* Excerpt:

Hunger looms as floods destroy crops, sweep away animals in East Africa

Saturday May 12 2018

Farmers inspect a farm where floods destroyed crops in western Rwanda. FILE PHOTO | CYRIL NDEGEYA | NMG

By Johnson Kanamugire

East Africa could face a major food crisis, as the ongoing heavy rains have hit the region’s food baskets.

The torrential rains, which began early in March — have since turned disastrous, killing hundreds of people and animals, displacing thousands others and destroying acres of farmlands.

Last week, in Kenya, 48 people were killed and hundreds others were displaced from their homes, after a dam burst its banks and swept through a village about 190km northwest Nairobi after heavy rains.

Irrigation schemes especially in low-lying areas of Kenya, like Tana River, Kilifi, Kwale, Turkana, Nakuru and  Baringo have been destroyed by the flooding, which is expected to worsen the food crisis in these areas.

According to estimates by the Kenya Red Cross Society, more than 21,000 acres of crops have been destroyed and some 20,000 animals mainly in the drought-prone northeastern and coastal regions have been swept away by floods.

* Description of the task:
Please answer these questions using the flood article above:
1. When did the torrential rains begin?
2. How many people were killed in Kenya after the dam burst its banks?
3. According to the Kenya Red Cross Society, how many acres of crops have been destroyed?

* Material supplied:
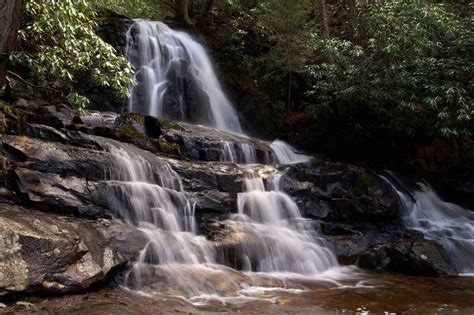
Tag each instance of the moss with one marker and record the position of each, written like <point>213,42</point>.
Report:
<point>362,184</point>
<point>137,117</point>
<point>317,162</point>
<point>169,148</point>
<point>129,131</point>
<point>170,124</point>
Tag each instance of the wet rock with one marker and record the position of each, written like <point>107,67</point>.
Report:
<point>50,253</point>
<point>54,193</point>
<point>57,116</point>
<point>341,192</point>
<point>387,248</point>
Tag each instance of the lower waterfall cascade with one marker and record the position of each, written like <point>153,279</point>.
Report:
<point>270,237</point>
<point>450,225</point>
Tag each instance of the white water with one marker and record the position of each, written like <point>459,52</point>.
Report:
<point>273,238</point>
<point>286,241</point>
<point>168,63</point>
<point>446,223</point>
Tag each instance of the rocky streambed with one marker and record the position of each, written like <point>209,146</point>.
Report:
<point>59,234</point>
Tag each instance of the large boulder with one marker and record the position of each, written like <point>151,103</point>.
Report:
<point>387,248</point>
<point>341,192</point>
<point>50,253</point>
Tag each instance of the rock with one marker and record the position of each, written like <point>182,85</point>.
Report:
<point>387,248</point>
<point>45,132</point>
<point>341,192</point>
<point>50,253</point>
<point>57,116</point>
<point>53,193</point>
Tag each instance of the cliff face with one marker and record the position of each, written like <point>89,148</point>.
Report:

* Reply:
1. Early in March.
2. 48 people.
3. More than 21,000 acres.